**** PROVIDED DATA

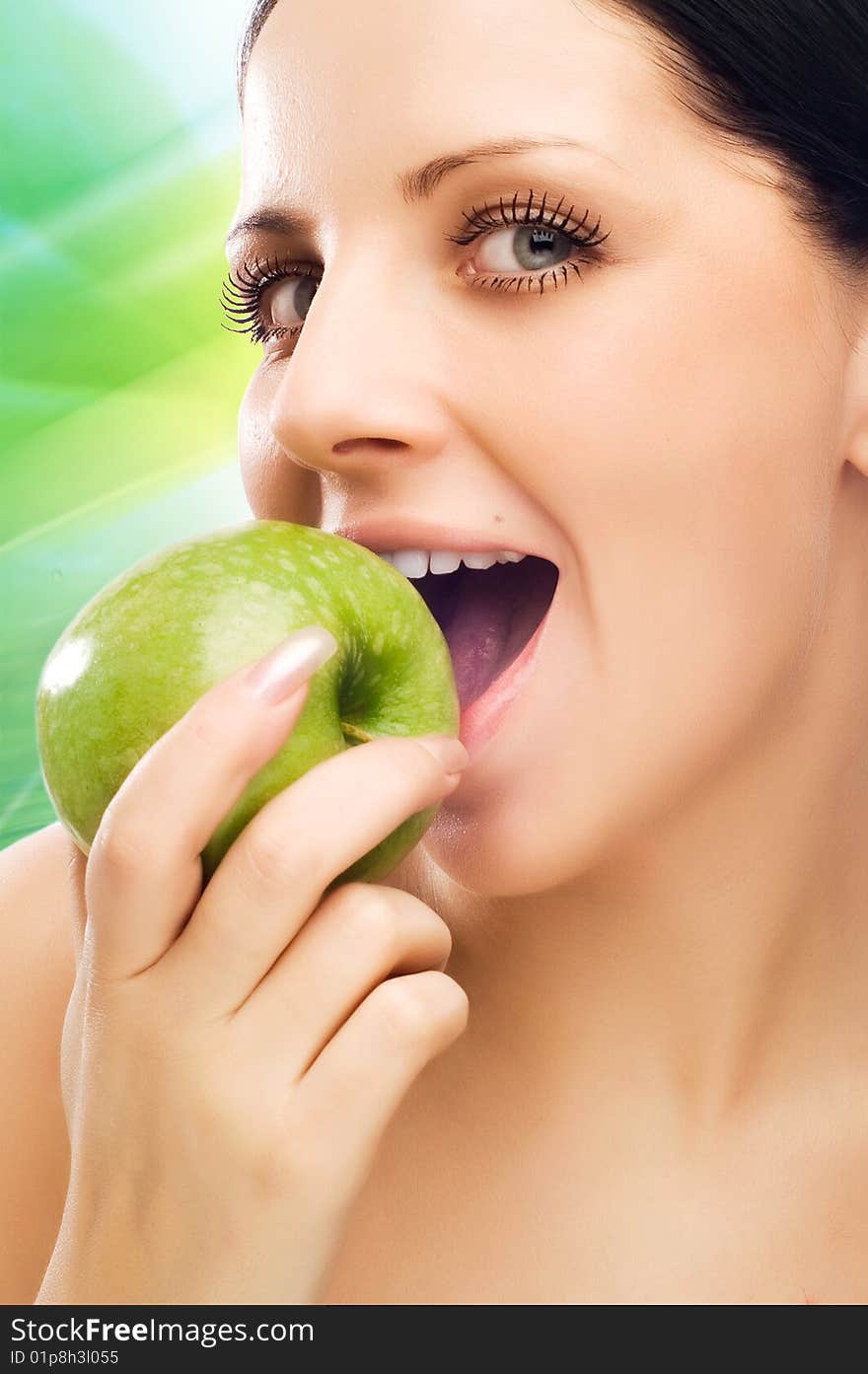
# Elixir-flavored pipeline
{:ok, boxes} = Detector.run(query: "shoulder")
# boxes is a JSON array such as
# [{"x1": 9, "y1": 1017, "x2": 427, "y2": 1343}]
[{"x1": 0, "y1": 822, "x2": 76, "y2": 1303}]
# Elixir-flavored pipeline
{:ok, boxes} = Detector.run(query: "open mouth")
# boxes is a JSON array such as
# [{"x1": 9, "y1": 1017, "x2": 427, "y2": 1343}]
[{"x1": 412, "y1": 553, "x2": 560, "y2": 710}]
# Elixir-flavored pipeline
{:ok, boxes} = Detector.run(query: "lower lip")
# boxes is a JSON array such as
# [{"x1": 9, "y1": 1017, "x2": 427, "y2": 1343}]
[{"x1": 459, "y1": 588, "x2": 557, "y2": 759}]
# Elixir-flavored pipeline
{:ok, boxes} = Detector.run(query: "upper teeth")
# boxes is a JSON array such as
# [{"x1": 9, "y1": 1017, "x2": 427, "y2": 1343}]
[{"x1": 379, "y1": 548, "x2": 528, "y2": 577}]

********
**** PROVIDED DATA

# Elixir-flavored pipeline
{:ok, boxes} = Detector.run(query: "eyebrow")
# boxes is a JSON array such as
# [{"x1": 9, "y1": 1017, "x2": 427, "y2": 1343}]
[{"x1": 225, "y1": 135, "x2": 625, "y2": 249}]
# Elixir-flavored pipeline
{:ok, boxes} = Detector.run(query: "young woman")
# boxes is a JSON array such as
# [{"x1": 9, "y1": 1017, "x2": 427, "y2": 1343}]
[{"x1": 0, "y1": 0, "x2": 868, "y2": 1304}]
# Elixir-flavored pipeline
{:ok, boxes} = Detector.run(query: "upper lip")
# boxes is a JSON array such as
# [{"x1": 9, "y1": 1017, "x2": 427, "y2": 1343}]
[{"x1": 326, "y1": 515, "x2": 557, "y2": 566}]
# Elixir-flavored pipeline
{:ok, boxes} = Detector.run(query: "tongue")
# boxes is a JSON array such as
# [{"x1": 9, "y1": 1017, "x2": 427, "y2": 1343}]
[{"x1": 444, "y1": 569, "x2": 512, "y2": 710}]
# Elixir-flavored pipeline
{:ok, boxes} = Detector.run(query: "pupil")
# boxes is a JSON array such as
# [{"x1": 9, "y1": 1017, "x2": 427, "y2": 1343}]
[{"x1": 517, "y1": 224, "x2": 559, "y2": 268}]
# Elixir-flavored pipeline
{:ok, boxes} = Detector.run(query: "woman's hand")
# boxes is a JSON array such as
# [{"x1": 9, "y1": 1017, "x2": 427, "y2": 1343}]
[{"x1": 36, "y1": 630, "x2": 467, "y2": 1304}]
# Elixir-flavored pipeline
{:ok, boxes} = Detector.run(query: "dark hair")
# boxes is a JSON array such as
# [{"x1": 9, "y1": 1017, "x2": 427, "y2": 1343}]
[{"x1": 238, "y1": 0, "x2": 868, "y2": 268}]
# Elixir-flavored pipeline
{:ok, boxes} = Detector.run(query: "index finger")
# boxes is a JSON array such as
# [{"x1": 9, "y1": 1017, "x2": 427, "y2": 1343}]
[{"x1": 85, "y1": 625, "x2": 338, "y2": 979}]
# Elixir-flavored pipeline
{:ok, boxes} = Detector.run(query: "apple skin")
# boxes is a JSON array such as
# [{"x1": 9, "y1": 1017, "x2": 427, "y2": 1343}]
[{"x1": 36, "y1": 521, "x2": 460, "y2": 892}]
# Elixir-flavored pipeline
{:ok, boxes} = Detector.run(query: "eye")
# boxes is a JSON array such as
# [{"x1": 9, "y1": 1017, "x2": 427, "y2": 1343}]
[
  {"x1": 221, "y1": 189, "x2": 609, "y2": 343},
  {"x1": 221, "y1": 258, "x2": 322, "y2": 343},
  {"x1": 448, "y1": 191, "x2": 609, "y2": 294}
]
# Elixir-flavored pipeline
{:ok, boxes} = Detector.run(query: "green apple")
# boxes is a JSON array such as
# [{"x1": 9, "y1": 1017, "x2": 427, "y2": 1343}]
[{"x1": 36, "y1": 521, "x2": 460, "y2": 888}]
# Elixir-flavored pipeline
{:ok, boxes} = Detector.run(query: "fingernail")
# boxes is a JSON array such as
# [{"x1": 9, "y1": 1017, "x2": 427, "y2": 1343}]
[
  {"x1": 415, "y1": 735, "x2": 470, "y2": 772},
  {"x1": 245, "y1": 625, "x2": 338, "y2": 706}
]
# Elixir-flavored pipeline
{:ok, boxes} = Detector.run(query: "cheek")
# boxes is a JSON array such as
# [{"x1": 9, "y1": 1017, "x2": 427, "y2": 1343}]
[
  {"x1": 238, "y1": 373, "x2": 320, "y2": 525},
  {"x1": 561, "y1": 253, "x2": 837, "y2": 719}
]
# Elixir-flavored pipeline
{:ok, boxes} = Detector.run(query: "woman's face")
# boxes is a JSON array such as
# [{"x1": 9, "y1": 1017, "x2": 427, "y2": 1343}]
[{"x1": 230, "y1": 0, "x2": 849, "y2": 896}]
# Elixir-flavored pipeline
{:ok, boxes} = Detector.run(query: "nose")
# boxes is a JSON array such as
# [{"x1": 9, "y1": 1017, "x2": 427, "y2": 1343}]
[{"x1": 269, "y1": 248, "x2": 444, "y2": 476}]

********
**** PROVIDED DATA

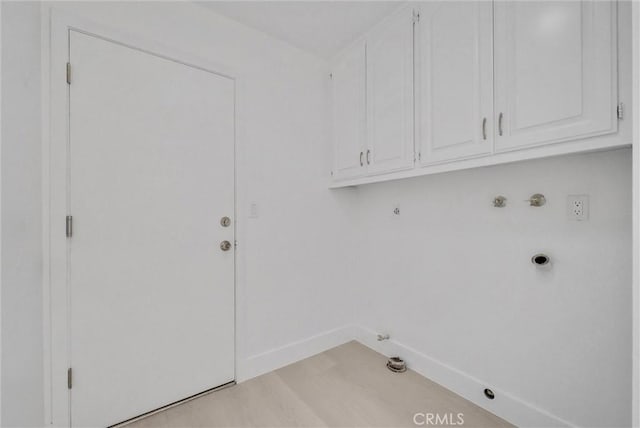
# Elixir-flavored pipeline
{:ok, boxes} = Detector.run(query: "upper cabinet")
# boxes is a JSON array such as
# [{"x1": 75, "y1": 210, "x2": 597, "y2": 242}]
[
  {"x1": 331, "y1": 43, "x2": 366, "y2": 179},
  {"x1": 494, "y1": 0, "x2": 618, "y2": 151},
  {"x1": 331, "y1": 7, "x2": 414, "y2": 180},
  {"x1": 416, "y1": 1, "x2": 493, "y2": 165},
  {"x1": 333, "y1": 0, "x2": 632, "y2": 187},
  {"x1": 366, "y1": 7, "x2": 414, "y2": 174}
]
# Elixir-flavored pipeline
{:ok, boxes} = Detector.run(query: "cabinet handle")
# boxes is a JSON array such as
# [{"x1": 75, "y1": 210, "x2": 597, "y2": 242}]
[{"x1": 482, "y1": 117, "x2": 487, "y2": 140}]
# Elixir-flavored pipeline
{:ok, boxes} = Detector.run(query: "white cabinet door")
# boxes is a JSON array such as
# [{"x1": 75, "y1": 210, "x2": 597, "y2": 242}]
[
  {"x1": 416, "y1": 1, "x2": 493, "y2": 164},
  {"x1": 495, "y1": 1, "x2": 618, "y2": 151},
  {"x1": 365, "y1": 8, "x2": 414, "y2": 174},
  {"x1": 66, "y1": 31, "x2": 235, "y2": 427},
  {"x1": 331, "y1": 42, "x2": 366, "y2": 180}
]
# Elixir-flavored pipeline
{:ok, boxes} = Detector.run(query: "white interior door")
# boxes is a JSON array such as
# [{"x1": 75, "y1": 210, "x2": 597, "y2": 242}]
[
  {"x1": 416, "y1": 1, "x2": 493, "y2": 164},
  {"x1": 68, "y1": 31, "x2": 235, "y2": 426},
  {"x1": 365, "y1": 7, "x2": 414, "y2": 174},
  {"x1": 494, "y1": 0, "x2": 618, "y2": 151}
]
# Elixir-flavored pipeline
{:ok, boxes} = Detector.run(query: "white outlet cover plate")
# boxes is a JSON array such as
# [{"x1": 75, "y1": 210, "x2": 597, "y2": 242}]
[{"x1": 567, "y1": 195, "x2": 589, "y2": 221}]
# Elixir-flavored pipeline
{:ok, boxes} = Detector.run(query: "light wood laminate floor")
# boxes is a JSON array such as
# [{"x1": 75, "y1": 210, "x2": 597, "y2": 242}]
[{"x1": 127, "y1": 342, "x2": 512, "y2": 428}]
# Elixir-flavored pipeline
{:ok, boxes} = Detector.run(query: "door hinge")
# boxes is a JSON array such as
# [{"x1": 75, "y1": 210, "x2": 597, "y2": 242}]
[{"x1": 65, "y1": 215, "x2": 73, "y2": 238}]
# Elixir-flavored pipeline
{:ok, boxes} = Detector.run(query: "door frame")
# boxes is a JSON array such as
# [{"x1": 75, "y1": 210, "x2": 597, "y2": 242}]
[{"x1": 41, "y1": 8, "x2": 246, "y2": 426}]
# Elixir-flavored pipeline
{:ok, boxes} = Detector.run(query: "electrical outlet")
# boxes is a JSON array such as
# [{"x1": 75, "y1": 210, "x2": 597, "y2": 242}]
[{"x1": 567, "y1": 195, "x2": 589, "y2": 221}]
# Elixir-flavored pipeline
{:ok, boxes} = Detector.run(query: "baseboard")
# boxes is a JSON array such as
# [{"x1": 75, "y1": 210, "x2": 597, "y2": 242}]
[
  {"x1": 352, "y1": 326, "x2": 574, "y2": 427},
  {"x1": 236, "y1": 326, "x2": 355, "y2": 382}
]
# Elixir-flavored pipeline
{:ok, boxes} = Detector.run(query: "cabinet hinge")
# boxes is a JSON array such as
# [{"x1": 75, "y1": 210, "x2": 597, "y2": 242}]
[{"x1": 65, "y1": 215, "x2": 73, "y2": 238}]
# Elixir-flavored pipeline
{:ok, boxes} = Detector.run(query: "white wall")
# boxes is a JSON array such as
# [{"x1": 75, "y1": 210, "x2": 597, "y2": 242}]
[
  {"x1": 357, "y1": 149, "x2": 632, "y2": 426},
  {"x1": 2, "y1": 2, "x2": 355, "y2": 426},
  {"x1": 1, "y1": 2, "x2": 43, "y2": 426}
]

********

__TASK TO CARRY OUT__. Please return every line of the items above that contains the string "hinge".

__COMPLETED TASK__.
{:ok, boxes} = Detector.run(query: "door hinge")
{:ok, boxes} = Detector.run(query: "cabinet hinge")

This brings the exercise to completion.